-- Dataset records start --
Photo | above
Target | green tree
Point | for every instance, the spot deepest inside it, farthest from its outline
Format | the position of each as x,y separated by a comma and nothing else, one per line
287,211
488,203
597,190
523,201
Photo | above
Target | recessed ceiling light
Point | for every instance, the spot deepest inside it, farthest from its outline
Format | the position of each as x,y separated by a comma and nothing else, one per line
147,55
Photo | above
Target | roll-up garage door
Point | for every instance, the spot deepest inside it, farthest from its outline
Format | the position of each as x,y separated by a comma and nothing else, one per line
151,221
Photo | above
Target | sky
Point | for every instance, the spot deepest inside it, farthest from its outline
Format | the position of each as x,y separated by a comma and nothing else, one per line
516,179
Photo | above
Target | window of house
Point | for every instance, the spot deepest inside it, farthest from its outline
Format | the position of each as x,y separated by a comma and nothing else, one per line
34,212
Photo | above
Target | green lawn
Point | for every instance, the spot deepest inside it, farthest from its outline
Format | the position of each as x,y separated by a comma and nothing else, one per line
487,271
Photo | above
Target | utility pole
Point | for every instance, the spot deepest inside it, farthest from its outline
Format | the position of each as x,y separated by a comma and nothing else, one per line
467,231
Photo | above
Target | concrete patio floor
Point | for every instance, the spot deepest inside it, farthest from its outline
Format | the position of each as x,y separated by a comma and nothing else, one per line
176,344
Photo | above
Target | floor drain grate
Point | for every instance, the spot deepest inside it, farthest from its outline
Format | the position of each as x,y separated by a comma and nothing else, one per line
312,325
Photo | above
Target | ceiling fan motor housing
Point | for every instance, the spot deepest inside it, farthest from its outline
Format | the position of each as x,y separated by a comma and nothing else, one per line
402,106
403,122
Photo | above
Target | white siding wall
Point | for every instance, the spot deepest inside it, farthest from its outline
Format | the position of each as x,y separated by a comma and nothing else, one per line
-- Dataset records end --
Instruction:
Find every line in the material above that contains the string "green" and copy each one out in full.

Answer in full:
Target | green tree
Target | green lawn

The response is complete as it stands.